Information given:
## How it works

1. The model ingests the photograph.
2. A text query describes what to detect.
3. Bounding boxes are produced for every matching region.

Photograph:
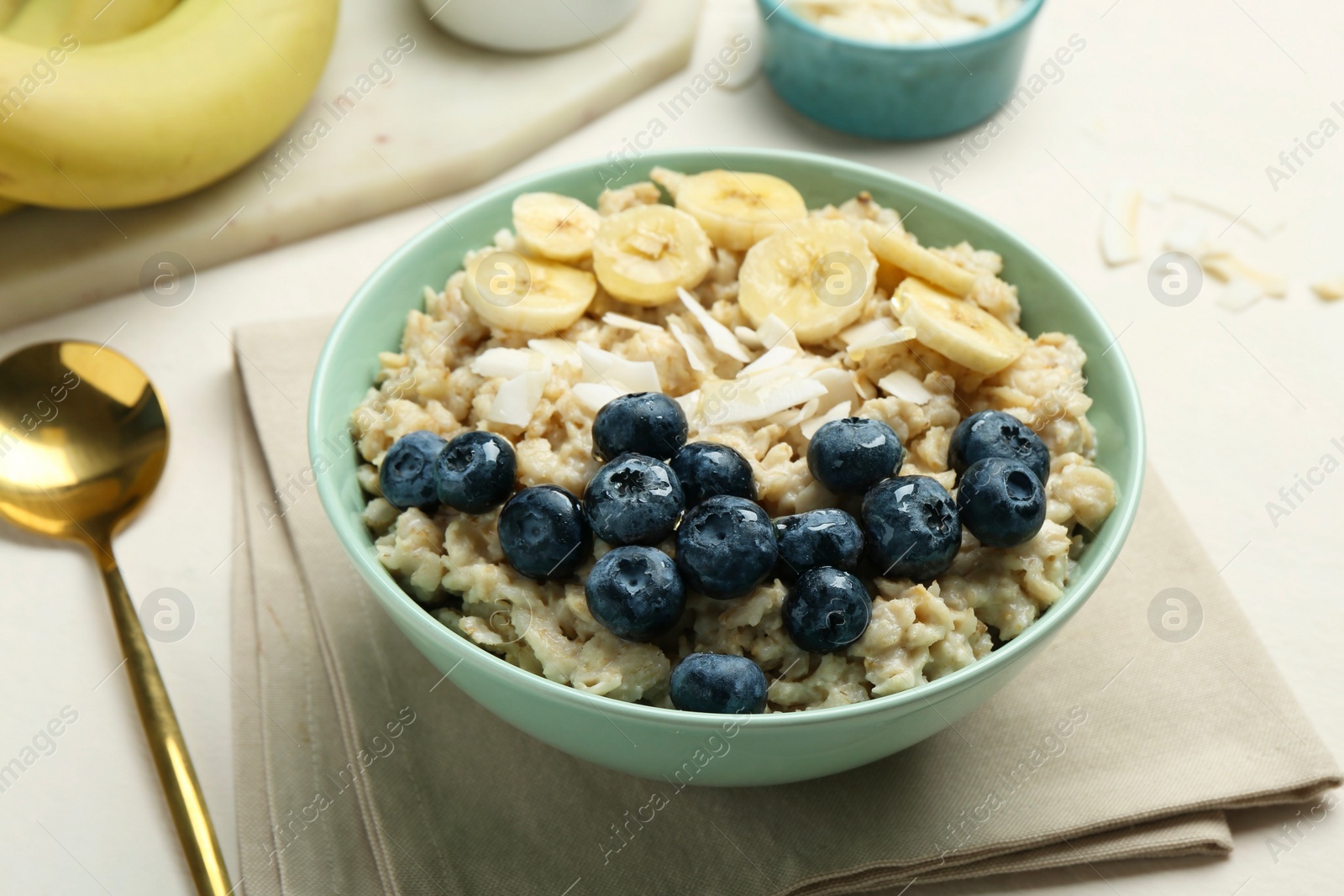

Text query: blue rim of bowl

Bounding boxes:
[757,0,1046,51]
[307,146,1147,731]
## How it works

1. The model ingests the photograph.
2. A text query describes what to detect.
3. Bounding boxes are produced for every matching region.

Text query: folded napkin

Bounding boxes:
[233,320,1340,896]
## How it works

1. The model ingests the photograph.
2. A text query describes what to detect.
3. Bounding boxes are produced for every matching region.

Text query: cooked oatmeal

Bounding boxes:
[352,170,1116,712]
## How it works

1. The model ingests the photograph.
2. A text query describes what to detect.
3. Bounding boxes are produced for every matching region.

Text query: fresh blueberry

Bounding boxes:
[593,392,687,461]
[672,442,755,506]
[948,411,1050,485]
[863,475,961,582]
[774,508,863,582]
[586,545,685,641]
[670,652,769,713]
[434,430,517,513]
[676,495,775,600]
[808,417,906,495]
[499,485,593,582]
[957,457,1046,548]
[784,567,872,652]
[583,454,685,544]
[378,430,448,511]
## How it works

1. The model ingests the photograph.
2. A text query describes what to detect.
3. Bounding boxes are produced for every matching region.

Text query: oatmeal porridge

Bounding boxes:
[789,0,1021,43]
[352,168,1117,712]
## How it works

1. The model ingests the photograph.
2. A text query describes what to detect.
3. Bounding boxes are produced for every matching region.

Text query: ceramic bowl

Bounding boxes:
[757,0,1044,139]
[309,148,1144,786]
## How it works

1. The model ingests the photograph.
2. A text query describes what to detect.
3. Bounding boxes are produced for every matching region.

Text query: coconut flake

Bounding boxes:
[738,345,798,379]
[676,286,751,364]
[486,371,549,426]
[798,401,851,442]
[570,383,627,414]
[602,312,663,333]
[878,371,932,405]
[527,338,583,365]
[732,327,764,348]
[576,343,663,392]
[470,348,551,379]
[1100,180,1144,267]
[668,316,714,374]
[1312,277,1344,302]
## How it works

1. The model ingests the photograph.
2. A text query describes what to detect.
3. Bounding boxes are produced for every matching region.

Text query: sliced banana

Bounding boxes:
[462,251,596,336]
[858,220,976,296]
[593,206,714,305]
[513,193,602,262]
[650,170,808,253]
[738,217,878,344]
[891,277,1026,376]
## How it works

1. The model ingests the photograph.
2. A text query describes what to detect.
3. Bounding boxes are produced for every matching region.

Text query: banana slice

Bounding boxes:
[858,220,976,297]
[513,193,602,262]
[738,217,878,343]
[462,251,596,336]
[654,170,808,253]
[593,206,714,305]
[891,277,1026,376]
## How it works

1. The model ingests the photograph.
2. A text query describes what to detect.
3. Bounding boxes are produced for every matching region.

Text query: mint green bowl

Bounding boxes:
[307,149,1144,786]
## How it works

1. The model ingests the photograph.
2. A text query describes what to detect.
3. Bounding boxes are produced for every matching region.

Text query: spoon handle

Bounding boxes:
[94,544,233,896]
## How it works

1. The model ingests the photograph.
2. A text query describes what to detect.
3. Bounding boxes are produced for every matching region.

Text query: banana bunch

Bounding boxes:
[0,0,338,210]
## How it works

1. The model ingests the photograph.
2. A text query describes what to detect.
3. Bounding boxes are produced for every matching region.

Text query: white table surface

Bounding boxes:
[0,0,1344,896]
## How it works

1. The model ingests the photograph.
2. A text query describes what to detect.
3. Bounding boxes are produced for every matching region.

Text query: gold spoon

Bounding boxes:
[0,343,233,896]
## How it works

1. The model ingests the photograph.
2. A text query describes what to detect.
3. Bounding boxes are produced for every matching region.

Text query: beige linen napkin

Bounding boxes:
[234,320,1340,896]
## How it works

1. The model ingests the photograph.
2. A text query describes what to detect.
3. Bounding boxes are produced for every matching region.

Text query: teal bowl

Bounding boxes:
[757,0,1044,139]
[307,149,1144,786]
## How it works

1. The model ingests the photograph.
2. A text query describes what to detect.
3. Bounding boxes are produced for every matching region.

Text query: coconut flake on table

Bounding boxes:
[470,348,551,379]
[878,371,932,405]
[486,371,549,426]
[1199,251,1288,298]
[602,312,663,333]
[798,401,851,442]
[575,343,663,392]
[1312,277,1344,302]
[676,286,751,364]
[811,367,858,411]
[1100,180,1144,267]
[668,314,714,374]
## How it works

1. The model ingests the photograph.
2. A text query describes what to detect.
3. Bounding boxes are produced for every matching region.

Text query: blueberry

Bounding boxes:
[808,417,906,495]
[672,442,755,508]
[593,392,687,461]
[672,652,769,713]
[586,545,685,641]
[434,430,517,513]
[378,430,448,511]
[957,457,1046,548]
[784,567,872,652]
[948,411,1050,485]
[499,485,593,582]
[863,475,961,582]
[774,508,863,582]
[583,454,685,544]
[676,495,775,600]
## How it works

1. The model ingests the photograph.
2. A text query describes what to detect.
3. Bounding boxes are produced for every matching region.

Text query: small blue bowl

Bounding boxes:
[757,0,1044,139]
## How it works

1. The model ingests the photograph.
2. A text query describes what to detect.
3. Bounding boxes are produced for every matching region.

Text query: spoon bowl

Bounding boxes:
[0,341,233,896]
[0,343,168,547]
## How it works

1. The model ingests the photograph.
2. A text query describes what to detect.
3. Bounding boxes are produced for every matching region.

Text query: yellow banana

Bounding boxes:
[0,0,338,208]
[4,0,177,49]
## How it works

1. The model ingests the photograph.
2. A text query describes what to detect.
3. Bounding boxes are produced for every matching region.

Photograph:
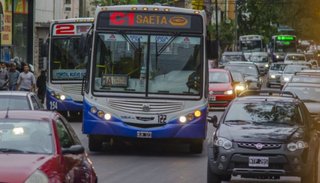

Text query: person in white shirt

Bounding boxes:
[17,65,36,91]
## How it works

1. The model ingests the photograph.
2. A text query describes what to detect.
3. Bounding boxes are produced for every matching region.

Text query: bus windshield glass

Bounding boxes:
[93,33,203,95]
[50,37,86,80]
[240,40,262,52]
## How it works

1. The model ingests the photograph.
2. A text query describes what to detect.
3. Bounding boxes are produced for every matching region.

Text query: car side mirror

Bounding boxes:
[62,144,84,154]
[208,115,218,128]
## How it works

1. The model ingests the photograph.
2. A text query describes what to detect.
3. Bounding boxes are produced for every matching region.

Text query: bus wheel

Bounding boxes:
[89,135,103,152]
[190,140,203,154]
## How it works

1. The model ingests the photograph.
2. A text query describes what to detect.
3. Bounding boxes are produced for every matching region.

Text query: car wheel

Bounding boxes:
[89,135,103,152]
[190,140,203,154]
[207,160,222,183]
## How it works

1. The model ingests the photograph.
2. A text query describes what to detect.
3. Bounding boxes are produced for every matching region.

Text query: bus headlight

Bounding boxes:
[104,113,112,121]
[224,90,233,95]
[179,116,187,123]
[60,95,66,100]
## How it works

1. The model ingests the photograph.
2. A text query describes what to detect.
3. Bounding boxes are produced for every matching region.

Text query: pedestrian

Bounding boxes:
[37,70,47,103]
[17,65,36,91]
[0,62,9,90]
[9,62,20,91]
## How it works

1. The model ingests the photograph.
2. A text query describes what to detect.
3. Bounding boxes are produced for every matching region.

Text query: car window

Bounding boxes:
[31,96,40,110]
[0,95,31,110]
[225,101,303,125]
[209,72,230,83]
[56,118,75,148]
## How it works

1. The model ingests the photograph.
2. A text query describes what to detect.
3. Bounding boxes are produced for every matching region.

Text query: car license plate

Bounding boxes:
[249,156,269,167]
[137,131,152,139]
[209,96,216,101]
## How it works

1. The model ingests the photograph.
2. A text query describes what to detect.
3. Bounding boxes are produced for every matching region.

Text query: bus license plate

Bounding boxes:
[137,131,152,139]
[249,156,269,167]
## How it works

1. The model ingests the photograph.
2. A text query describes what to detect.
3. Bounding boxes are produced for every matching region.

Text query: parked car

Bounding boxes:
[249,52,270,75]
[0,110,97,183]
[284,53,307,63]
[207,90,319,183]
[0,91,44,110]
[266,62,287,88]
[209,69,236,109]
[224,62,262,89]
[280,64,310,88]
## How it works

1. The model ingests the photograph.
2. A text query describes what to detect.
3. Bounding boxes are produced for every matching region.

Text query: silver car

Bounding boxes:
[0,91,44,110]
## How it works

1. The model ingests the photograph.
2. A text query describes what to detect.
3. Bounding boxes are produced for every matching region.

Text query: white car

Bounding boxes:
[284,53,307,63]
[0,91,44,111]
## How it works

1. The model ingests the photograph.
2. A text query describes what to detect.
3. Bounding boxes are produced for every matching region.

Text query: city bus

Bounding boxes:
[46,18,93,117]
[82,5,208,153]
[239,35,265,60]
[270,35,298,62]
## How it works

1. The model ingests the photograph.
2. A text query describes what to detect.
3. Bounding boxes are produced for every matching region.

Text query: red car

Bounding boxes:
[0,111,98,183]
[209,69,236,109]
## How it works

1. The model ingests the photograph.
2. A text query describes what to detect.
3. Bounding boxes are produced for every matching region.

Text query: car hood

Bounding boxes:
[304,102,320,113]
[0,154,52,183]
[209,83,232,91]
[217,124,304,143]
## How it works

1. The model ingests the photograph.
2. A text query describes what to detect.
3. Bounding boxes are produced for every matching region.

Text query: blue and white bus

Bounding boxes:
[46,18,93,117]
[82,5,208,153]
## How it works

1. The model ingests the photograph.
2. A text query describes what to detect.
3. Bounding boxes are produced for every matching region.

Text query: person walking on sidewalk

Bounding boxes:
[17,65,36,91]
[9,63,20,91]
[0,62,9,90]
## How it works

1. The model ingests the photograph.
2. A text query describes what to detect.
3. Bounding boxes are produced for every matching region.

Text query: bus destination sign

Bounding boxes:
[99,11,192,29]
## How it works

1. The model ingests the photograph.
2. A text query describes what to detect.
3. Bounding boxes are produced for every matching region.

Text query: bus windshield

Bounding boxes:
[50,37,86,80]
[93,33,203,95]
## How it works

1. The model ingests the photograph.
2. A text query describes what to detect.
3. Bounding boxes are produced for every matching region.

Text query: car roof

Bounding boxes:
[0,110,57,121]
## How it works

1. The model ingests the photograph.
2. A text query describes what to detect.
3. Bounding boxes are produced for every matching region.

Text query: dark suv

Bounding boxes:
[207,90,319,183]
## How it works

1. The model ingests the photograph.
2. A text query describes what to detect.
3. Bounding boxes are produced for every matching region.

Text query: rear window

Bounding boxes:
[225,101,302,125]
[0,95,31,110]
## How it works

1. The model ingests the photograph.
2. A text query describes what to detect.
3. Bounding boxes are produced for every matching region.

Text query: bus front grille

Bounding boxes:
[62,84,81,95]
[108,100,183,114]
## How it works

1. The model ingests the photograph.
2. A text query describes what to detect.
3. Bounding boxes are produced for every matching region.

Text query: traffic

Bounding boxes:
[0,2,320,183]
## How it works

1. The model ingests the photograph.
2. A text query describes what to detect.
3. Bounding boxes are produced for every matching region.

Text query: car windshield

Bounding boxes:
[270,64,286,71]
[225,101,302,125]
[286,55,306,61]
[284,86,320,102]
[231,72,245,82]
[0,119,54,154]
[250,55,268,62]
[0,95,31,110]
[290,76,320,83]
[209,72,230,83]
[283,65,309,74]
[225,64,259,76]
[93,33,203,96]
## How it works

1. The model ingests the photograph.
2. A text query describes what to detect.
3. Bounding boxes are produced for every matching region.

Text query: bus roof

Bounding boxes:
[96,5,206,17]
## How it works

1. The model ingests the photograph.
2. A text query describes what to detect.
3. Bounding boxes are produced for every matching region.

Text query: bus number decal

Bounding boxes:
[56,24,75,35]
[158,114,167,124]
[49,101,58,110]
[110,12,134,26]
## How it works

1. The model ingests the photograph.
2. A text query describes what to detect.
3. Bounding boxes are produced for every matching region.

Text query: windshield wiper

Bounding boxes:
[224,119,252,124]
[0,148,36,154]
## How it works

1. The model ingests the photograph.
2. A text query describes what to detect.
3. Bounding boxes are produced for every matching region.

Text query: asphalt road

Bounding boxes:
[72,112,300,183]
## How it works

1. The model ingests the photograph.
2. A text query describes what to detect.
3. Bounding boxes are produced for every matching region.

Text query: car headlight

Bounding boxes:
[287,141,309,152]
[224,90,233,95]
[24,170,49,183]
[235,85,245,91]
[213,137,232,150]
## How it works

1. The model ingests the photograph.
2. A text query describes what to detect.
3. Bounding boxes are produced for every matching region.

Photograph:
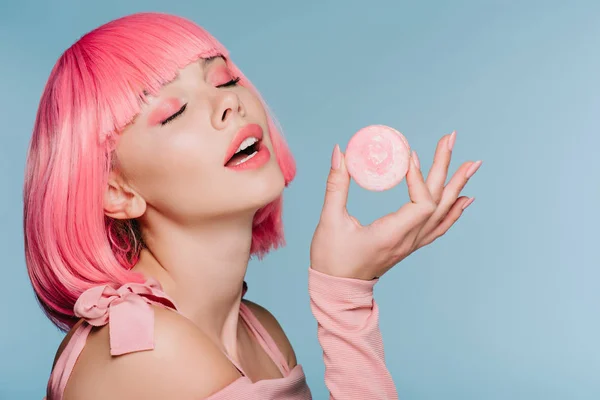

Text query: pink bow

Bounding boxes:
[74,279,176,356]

Work instructions: Starting at the beginning of the records and stopping after the line that contains "[307,146,1147,731]", render them as a two-column CSV with the headers prompt_text and bounding_boxes, one row per record, with each field in quotes and line breaks turned into spaces. Leave the pictures out.

Solved exercise:
prompt_text,bounding_boxes
"## How it works 1. The model ingests the photograph. 2. A text query describes what to detect. 3. Bounding boxes are produced for every matching region. Photograph: Text query: blue rim of bowl Bounding boxes:","[757,0,1046,51] [307,146,1147,731]"